* _PAGE EXTRACT_:
════
Most of the shops in the village that we were passing seemed to be shut. We decided to ride on and find food further ahead. Hardly a kilometre down the road, we reached a fork. One road went a little to the left, and the other was almost a U-turn. There was no sign board to offer guidance. Whilst I was standing there figuring out what to do, a policeman came up to me and asked me if I was going to Doda. I was a bit puzzled that this could be so obvious. He went on to tell me that a man on a scooter had told him that 2 bikes with a whole lot of luggage would be coming down the road soon, and that since he had to leave in a hurry, asked this policeman to guide us in the direction of Doda whenever we reached the fork. 16-odd hours in Kashmir and the people were taking being kind and helpful to a whole different level.
We found breakfast a few kilometres further down the road. Once the issue of hunger had been suitably tackled, we were able to settle into a comfortable riding rhythm. The roads were in decent shape and we were able to gun the bikes through the twisties with confidence. The route we were on traced its way along the River Chenab. We caught some lovely views of the river every now and then. We were making good time and decided to stop at a little village on the outskirts of Doda to rehydrate.
The shopkeeper at the local village store was a mightily curious chap. He had several questions about where we were from, where we were going and what we intended to achieve out of all of this. He seemed affable and keen to help. When I told him that we were going to Kishtwar, he suggested that we should go to Bhaderwah first and only then go to Kishtwar. He had been to both places and believed that Bhaderwah was a lot more scenic than Kishtwar. By now a small crowd had gathered at the shop, all of whom agreed with the shopkeeper. Bhaderwah had been on our list of places to go if we had used either of the previously attempted routes to Kishtwar from Himachal Pradesh. About 2 kilometres later, at Pul Doda, instead of crossing the bridge and riding towards Kishtwar, we continued straight and set-off on the 32-kilometre ride to Bhaderwah.
The road was in great shape for the first 5 kilometres. Thereafter, it went from bad to worse very quickly. We hadn’t expected the detour to take us more than an hour. But, 2 hours later we were stopping for fuel at a petrol pump about 7 kilometres away from Bhaderwah. We clearly hadn’t made the most sensible decision, but having come this far, we decided to see it through and go see Bhaderwah anyway.
I’d expected Bhaderwah to be a lot higher (in terms of altitude) than it turned out to be. There were snow-capped mountains visible in the distance, but the town itself felt like it was in the plains. We found the local Tourist Reception Centre (TRC) to see if we could find place to bunk. It turned out that this particular property had been given to a private operator on tender, and the rates quoted reflected the profit-focus of the enterprise. After some haggling, we were eventually offered a bed in the most dodgy looking dormitory at INR 450 a head. When I’m on the road, I’m not averse to the idea of staying in a dodgy place, but I am principally opposed to paying through my nose to stay at such a place. We beat a hasty retreat. Rather than try to find a place to stay in a town that didn’t seem particularly fascinating, we decided to turn around and get our ride back on track. Kishtwar was now 80-odd kilometres away (30 back down the route we just came and 50 thereafter). Having burnt our fingers with this adventure, it seemed sensible to quietly get back to the original plan (which was not the ‘original’ original plan (which was to ride to Srinagar), but was original enough to be considered an original plan).
So, back to Pul Doda we went. This time it took us longer as the road was blocked at several places. We eventually reached Pul Doda at about 3:00 in the afternoon. This time, we crossed the bridge.
════
* _SHORT TASK 1_: Find every line in the listing that contains the word "wooden" and copy each one.
════
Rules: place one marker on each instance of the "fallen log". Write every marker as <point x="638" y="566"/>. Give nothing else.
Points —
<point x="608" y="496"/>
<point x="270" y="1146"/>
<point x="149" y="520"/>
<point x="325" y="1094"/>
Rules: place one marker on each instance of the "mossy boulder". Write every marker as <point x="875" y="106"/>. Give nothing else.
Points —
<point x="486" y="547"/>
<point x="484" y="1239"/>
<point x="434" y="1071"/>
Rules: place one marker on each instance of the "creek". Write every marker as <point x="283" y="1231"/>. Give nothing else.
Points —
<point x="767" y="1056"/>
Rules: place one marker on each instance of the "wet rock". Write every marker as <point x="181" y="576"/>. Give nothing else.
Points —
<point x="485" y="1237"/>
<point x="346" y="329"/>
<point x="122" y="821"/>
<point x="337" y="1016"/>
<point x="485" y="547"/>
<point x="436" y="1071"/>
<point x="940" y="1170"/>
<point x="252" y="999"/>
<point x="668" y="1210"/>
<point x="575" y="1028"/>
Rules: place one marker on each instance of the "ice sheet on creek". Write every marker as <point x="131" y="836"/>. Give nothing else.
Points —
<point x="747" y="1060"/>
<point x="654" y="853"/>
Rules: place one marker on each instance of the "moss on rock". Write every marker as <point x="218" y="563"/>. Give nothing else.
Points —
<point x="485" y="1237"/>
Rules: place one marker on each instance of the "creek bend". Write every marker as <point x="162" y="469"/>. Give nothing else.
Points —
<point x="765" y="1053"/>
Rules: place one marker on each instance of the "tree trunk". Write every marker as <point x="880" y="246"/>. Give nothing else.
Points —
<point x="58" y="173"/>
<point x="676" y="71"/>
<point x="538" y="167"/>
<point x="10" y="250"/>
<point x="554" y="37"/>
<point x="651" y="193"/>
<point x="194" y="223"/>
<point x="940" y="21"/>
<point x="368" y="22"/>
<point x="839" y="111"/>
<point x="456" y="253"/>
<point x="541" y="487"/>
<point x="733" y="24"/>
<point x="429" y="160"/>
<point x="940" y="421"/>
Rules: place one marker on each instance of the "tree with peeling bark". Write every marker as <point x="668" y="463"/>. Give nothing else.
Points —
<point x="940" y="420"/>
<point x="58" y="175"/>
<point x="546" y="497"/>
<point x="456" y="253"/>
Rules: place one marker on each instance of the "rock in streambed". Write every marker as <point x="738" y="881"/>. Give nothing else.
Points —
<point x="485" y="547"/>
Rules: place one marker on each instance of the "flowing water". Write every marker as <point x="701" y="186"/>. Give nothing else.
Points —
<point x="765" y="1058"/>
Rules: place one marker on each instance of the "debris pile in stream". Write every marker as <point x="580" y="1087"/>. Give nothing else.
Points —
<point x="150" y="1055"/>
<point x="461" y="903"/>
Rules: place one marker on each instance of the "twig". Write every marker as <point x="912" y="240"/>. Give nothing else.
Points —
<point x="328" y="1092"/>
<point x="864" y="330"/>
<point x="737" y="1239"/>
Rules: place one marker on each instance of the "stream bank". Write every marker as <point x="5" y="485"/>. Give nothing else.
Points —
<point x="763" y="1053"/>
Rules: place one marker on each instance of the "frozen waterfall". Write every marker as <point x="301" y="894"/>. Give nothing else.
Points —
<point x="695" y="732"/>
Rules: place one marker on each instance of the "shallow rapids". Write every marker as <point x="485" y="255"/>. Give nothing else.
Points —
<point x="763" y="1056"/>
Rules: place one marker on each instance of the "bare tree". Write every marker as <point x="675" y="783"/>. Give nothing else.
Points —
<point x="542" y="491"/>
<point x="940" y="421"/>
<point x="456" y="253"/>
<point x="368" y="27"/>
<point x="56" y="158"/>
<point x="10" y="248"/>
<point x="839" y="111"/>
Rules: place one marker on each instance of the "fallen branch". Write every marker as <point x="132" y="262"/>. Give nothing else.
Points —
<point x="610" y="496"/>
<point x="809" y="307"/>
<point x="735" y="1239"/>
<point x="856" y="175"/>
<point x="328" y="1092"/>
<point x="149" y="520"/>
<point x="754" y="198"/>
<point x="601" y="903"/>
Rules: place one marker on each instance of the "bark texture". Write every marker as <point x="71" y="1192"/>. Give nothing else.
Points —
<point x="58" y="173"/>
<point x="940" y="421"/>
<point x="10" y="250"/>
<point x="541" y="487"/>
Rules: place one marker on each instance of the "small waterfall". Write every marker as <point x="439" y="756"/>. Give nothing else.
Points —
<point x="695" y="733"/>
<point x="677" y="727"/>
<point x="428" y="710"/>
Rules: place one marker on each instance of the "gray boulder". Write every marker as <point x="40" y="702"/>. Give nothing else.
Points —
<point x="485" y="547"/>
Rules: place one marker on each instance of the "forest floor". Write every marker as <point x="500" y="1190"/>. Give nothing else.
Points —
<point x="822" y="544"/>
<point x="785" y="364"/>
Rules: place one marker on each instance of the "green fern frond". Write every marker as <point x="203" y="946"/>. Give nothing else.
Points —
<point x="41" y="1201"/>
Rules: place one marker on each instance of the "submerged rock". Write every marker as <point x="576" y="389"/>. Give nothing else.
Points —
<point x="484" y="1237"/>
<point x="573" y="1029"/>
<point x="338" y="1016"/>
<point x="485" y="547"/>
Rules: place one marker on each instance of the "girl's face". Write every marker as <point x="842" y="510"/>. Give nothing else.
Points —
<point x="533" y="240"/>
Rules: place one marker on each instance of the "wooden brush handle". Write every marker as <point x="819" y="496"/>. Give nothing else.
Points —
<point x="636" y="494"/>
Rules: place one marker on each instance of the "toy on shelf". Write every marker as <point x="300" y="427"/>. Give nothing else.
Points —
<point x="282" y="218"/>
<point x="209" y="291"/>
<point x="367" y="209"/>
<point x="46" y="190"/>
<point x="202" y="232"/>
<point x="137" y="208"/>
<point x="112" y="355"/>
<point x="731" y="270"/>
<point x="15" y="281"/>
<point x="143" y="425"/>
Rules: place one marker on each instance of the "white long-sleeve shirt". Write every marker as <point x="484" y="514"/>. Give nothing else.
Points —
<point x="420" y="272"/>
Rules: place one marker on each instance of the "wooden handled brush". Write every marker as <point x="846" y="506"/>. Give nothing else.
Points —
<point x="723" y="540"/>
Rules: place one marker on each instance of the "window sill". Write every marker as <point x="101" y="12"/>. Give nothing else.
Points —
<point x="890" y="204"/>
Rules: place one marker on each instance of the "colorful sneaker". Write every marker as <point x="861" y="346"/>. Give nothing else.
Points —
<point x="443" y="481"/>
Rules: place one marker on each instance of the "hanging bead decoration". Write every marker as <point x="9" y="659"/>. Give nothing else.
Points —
════
* _SHORT TASK 2_:
Answer these questions from the travel account above:
(a) Who asked the policeman to direct the riders toward Doda?
(b) What price per person were the riders offered for a dormitory bed at the Tourist Reception Centre in Bhaderwah?
(c) At about what time did the riders get back to Pul Doda?

* _RESULT 1_:
Rules: place one marker on each instance of the "wooden brush handle". Write every marker as <point x="819" y="496"/>. Give nothing else.
Rules: place one marker on each instance of the "wooden handled brush". Write every marker as <point x="846" y="506"/>. Give nothing else.

* _RESULT 2_:
(a) A man on a scooter.
(b) INR 450 a head.
(c) About 3:00 in the afternoon.